Texte extrait:
Je ne suis pas la seule dans cette situation : Priscillia Ludosky (une autre figure des Gilets jaunes N.D.L.R.), qui est plus ou moins dans la même dynamique que moi et qui a un poids sur le mouvement des Gilets jaunes, se retrouve dans la même galère pour être recrutée à cause de son nom et de son engagement.
Qu’est-ce qui vous a poussée à vous lancer dans la politique locale ?
On sait que j’ai voulu structurer et organiser les Gilets jaunes, par l’intermédiaire d’une liste aux élections européennes de 2019. C’est quelque chose qui a été raté et c’est dommage. Cette liste aurait été un point de départ et aurait permis une impulsion.
Si on veut changer les choses, il faut s’insérer dans le système pour comprendre et pour modifier ce qui existe. Je me suis lancée dans la politique locale car il faut bien commencer quelque part. Et j’apprends beaucoup.

Liste des données:

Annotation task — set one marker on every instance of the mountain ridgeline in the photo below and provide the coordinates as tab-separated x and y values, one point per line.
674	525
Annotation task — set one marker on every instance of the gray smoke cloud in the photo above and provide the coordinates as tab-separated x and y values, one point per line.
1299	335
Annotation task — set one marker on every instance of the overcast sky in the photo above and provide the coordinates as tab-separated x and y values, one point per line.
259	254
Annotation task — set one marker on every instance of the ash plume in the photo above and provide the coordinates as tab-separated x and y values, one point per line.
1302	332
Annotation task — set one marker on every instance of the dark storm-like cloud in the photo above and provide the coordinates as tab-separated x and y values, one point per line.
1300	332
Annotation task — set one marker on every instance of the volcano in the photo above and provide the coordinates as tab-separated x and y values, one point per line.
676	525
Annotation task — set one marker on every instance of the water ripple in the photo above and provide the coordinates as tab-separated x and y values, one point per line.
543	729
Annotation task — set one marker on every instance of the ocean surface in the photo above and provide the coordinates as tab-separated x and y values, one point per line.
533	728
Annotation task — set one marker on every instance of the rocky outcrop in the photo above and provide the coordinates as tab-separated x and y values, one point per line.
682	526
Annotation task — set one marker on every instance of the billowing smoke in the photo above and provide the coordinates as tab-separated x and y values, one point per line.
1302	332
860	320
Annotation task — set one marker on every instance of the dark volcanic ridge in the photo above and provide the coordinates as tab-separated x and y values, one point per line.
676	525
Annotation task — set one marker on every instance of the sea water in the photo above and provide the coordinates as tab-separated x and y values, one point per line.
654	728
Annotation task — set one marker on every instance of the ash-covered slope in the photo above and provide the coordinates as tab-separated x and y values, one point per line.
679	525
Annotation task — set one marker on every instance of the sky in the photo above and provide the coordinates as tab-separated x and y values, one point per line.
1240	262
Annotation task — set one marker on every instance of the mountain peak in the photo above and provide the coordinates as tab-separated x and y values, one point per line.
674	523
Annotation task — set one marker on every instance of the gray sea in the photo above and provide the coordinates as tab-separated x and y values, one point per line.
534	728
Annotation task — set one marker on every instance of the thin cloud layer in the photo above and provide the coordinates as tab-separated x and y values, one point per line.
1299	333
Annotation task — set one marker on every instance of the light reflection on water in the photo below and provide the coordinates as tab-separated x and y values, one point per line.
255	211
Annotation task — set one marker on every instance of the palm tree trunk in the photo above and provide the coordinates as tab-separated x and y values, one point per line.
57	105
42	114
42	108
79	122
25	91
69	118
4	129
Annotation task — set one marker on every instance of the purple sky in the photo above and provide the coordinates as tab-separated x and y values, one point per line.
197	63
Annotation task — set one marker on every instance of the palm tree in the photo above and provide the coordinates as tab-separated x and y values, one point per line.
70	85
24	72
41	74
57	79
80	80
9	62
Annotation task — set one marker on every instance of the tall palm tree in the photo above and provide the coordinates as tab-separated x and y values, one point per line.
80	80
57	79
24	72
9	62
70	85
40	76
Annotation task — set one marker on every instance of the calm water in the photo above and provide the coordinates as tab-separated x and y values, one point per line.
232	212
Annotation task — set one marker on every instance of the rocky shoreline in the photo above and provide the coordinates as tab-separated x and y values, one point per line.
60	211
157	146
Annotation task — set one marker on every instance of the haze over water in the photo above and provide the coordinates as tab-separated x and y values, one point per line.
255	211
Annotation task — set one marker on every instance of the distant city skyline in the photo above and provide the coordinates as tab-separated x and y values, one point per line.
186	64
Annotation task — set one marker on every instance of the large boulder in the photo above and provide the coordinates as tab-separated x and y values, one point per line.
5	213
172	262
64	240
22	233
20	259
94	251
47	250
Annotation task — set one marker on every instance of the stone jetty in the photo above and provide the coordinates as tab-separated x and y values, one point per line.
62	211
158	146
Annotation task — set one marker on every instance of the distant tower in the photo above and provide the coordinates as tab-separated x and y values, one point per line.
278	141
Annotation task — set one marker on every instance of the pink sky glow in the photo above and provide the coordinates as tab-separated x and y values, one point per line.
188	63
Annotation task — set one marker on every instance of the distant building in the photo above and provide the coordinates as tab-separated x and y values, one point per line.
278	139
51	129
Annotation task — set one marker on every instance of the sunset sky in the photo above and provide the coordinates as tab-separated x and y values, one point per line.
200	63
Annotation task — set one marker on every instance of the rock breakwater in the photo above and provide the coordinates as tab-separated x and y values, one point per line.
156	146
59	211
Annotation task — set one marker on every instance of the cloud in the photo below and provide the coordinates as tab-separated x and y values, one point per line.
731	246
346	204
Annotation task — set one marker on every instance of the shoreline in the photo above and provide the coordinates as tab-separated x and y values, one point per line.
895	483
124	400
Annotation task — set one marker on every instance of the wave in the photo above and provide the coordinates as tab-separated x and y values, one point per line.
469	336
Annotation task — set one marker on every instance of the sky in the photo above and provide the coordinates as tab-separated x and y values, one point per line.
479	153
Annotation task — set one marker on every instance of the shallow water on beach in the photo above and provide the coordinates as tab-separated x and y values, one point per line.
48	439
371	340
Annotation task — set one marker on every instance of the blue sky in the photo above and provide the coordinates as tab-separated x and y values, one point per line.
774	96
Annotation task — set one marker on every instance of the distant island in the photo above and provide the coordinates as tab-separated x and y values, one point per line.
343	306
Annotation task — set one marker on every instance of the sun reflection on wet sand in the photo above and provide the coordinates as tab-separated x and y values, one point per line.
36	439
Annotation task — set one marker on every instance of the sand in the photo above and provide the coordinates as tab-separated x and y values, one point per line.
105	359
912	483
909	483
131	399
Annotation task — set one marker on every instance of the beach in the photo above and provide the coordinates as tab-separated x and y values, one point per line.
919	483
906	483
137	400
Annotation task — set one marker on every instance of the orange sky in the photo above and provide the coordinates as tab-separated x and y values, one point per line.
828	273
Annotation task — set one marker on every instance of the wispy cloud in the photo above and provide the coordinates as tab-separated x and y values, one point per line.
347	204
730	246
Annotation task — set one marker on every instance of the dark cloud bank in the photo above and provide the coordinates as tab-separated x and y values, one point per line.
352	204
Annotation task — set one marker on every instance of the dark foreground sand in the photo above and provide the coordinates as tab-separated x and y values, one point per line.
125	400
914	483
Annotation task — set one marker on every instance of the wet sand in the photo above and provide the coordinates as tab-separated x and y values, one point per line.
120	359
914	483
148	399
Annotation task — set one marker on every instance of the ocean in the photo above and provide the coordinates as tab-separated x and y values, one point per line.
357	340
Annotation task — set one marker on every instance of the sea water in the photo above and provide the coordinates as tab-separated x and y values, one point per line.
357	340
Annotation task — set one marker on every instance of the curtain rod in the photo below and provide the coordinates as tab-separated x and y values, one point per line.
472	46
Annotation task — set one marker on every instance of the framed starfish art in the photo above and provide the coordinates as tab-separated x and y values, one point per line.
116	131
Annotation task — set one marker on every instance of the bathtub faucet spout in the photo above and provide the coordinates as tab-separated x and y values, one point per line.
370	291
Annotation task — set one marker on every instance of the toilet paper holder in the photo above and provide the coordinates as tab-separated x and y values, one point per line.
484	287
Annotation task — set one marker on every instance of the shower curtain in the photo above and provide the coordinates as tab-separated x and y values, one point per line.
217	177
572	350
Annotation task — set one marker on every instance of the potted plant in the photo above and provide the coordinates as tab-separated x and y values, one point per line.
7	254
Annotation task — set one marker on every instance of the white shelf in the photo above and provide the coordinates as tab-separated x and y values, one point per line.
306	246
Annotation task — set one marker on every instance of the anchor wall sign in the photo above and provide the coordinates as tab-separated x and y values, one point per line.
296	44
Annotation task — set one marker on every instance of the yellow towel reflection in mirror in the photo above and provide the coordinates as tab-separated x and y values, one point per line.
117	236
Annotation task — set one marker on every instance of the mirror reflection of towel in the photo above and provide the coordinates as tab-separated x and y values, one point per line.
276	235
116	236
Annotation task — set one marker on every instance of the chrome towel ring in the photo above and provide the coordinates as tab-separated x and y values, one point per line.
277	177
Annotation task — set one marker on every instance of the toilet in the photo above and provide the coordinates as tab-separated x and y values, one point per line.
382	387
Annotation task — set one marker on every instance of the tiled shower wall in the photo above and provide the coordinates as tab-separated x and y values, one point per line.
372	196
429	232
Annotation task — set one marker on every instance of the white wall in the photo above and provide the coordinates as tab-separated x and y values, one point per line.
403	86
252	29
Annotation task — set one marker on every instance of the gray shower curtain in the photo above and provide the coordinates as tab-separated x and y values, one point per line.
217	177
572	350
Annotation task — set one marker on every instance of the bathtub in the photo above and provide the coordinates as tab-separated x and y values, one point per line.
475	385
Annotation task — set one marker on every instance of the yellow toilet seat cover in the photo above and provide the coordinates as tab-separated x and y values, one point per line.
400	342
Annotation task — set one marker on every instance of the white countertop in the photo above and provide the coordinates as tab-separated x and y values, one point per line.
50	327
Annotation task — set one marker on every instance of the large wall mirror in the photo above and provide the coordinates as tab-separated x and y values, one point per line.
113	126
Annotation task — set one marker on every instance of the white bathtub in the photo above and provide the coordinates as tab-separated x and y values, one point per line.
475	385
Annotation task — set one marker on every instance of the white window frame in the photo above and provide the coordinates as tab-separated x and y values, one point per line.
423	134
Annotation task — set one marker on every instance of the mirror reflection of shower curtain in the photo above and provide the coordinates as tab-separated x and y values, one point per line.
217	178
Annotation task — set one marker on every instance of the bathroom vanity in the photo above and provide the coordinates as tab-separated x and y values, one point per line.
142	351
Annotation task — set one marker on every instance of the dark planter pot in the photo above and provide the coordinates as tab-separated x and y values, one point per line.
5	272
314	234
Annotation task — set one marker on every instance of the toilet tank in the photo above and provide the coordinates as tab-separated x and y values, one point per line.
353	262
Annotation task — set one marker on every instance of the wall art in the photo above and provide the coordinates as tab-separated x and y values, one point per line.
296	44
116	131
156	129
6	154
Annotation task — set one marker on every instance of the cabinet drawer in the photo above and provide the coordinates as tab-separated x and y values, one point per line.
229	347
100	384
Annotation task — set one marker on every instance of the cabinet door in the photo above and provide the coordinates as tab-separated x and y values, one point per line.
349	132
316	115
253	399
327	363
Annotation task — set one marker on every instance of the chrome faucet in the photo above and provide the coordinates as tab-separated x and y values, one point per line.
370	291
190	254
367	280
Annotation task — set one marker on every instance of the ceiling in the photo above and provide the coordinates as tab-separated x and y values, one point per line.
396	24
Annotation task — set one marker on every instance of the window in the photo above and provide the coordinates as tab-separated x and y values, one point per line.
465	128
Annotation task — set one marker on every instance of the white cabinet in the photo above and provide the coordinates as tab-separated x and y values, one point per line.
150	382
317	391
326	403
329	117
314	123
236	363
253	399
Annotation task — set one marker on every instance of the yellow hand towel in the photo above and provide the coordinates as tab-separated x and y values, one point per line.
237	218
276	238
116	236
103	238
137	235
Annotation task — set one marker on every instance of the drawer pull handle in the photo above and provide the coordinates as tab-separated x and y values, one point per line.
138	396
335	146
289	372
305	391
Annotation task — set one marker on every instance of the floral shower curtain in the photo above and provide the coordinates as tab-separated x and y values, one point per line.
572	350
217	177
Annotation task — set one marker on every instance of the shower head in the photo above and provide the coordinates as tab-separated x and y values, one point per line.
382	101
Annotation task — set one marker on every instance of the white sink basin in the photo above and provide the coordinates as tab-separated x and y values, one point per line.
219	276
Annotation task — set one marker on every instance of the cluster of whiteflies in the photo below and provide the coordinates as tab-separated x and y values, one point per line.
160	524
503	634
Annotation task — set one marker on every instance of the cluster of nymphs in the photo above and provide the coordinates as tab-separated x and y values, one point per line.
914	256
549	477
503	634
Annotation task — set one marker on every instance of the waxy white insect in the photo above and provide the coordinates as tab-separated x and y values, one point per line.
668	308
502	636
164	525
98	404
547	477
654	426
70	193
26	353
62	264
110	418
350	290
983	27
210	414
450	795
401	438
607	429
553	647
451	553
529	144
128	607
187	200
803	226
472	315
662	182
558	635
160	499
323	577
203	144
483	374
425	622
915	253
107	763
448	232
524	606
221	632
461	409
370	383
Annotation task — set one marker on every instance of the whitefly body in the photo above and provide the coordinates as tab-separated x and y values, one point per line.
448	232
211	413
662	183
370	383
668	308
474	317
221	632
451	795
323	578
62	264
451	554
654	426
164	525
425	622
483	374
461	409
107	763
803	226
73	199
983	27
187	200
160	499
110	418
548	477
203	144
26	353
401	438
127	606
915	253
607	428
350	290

Travail demandé: Reprenez, s'il vous plaît, l'entretien sur les Gilets jaunes et la politique locale juste après sa dernière phrase.

Résultat:
Selon vous, la situation sociale a-t-elle évolué en France depuis deux ans ?
La situation sociale est toujours aussi délicate. Les personnes précaires le sont toujours. J’ai l’impression que de plus en plus de gens font appel aux associations caritatives pour demander de l’aide. Il faut rester vigilants, car on est dans une situation sanitaire catastrophique qui présage une crise sociale sans précédent.